## [IHRE ANWEISUNGEN]
Geben Sie an, wie viele Geburtspläne Kelsey Nixon laut dem untersuchten Text innerhalb von drei Tagen erstellte.

## [UNTERSUCHTER TEXT]
Ein Baby in einer unsicheren Welt willkommen heißen

Kelsey Nixon (links) und ihre Leihmutter, Megan Blackhurst, bei der Geburt von Nixon's Tochter Penelope.
Kelsey Nixon (links) und ihre Leihmutter, Megan Blackhurst, bei der Geburt von Nixon's Tochter Penelope.

Innerhalb von drei Tagen erstellte Kelsey Nixon sechs Geburtspläne. Die 36-jährige Mutter von zwei Kindern hatte geplant, ihr drittes Kind Ende März vergangenen Jahres mit Hilfe von Megan Blackhurst, einer Leihmutter, zu bekommen. Zwei Wochen zuvor hatte die Weltgesundheitsorganisation den Ausbruch des neuartigen Coronavirus offiziell zu einer Pandemie erklärt. Als das Virus die USA erreichte, änderten sich die Umstände in den Krankenhäuser drastisch, was sich auch auf werdende Eltern auswirkte. In New York zum Beispiel ließen einige Krankenhäuser keine Besucher mehr zu und die Mütter entbanden alleine. Andere Krankenhäuser gingen zu einer Ein-Besucher-Politik über.

Als die Nachricht von dem sich ausbreitenden Virus nach Idaho durchsickerte, wo Nixon geplant hatte, ihre Tochter auf die Welt zu bringen, machte sich Angst in ihr breit. Nixon wollte nicht, dass das bedeutsame Ereignis ohne ihre Angehörigen stattfindet. Die Familien entschieden sich also, von einer Krankenhausgeburt auf eine Geburt zu Hause umzusteigen.

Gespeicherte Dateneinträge
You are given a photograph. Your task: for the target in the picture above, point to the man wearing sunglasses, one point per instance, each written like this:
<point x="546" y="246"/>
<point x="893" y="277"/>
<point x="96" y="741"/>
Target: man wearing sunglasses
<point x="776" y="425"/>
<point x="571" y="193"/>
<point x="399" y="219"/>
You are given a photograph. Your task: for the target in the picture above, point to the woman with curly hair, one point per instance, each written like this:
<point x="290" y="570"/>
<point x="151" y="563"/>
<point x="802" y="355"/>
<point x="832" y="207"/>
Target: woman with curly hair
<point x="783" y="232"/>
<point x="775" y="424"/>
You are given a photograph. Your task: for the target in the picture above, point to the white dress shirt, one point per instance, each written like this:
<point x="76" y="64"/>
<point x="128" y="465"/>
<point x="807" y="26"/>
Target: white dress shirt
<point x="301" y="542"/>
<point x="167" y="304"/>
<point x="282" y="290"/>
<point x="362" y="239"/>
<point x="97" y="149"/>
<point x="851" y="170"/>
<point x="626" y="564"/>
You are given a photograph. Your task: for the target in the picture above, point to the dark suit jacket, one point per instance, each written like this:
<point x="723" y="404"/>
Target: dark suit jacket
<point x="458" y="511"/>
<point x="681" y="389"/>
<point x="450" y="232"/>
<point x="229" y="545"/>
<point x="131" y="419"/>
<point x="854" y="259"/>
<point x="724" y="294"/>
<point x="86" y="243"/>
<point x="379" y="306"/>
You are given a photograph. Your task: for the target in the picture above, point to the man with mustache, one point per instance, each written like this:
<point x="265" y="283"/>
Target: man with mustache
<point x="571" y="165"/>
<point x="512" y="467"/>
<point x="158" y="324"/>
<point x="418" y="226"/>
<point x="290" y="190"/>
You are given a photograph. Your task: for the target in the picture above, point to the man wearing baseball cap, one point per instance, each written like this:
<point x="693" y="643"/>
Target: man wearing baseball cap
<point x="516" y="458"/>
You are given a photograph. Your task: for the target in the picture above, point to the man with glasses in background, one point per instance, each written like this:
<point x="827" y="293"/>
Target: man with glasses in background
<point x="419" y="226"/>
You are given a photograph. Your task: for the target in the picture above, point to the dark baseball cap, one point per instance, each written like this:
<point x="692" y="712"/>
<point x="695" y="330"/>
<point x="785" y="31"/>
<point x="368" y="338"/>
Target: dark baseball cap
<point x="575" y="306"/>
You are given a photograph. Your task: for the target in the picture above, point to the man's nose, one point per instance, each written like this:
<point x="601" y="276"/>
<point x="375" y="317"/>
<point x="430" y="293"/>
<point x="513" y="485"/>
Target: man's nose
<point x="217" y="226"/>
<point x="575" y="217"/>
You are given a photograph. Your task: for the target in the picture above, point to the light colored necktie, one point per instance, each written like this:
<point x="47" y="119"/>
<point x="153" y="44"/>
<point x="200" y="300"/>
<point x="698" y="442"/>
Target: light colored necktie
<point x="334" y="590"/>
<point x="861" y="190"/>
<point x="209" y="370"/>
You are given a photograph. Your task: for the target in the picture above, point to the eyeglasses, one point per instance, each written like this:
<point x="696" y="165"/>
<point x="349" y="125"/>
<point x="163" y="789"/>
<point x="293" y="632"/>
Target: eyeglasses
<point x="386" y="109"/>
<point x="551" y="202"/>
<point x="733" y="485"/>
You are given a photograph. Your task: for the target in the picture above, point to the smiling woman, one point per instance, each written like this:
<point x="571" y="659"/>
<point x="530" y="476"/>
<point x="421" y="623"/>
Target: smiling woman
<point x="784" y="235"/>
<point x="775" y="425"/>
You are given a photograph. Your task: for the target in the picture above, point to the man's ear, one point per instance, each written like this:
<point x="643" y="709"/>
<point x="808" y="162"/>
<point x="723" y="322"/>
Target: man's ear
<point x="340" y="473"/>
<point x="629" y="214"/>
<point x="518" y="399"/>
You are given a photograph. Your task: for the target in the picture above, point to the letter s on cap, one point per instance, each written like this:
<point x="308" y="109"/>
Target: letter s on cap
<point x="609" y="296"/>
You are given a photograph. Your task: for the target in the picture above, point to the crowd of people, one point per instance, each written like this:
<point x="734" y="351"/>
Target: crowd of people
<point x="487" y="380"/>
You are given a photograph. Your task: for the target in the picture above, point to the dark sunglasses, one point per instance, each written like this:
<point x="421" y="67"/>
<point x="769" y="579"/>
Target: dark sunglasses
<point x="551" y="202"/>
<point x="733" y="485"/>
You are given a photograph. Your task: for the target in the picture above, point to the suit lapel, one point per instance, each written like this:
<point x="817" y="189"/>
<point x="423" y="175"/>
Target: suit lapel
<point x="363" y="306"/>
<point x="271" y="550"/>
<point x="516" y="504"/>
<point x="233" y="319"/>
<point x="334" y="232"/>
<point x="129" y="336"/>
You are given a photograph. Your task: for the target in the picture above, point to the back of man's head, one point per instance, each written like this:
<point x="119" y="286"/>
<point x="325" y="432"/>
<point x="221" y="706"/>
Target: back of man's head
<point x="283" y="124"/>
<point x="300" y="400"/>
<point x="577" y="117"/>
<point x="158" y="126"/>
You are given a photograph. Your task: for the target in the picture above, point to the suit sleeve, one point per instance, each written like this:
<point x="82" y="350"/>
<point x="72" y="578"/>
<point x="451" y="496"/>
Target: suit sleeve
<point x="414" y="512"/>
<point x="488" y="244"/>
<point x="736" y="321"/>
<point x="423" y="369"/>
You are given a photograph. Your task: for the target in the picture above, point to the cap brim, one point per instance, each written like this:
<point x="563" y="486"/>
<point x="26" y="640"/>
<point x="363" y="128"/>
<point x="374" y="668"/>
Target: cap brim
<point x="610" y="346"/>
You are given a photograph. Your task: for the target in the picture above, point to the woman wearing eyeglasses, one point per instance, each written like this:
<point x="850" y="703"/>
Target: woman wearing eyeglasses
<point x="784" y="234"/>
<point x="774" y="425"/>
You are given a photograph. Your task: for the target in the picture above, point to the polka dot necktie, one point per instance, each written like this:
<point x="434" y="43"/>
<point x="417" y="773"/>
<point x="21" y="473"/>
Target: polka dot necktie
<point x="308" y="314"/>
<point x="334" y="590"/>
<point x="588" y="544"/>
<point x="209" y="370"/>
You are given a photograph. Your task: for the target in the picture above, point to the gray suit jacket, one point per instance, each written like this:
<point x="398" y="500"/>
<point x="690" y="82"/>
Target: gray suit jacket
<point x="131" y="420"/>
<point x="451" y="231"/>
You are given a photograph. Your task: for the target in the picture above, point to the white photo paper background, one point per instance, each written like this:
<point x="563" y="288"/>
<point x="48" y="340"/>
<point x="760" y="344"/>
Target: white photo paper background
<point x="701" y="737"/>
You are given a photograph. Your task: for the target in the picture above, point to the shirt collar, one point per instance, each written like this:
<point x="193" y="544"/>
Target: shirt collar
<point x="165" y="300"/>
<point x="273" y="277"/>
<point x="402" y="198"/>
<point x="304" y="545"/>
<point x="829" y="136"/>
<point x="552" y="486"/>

## [ANTWORT ZUR AUFGABE]
Sechs Geburtspläne.